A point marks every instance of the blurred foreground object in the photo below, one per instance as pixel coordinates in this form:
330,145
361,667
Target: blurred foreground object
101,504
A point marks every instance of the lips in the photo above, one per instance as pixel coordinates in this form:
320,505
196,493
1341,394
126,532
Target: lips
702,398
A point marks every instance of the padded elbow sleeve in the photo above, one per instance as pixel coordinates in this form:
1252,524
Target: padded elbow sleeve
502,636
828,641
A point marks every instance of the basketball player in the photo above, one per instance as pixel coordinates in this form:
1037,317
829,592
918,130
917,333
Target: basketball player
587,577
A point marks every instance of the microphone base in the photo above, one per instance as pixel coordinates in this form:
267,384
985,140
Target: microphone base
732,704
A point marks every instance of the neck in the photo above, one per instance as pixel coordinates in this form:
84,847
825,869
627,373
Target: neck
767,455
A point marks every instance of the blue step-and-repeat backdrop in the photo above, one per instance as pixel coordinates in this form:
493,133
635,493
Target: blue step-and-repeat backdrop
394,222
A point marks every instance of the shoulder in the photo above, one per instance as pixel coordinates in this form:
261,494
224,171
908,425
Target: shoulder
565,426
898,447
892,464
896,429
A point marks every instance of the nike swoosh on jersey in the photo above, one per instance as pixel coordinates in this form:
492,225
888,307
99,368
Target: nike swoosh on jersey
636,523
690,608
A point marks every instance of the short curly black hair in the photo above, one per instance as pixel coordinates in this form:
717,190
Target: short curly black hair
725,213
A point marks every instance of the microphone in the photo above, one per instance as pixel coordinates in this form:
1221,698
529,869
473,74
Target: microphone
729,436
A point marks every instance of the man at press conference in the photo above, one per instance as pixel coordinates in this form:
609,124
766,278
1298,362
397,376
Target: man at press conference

______

Request: Copy out the full material exactly as it appears.

Expected output:
A point marks every instance of the blurred foreground object in the photo below, one per instance as pixel coordinates in this form:
330,145
361,667
Target: blurred foreground object
101,504
A point marks every instance of the lips in the photo above, one per instance as pixel coordinates in this form:
320,505
196,493
1341,394
126,532
Target: lips
702,398
A point marks every instance of the padded elbow sleeve in the photo above, one per instance as pixel coordinates in this form:
1252,524
Target: padded elbow sleeve
502,636
828,641
A point marks every instance of the basketball player in the photo above, one per instance as pixel coordinates in this form:
1037,317
829,592
918,130
917,333
Target: basketball player
587,577
A point marks every instance of the microphone base in the photo above, one per instance as pixel coordinates in this form:
267,384
985,140
Target: microphone base
732,704
A point marks every instance of the neck in the photo above, one per instance as pixel coordinates in this form:
84,847
825,869
627,373
Target: neck
767,455
A point marks every instance of the blue step-and-repeat backdrop in the photo above, one per instance as pixel coordinates in this form:
493,133
635,493
Target: blue step-and-repeat backdrop
394,222
A point marks every instance of the shoulder in the photo above, one per instance as pixel coordinates in this form:
261,494
224,171
908,425
Target: shoulder
565,426
898,447
892,464
896,429
A point marks every instance of the nike swoosh on jersey in the photo above, one per instance as pixel coordinates in this form:
492,225
888,307
99,368
Target: nike swoosh on jersey
636,523
690,608
A point marks every instance of the short curly black hair in the photo above, one per instance as pixel coordinates in this form:
717,190
Target: short curly black hair
725,213
A point marks every instance of the microphone in the photo above, one per instance as pixel coordinates in this form:
1221,698
529,869
473,74
Target: microphone
729,436
A point marks every instance of the man at press conference in the photo above, one per instance as pixel coordinates in this form:
609,124
766,278
1298,362
397,376
Target: man at press conference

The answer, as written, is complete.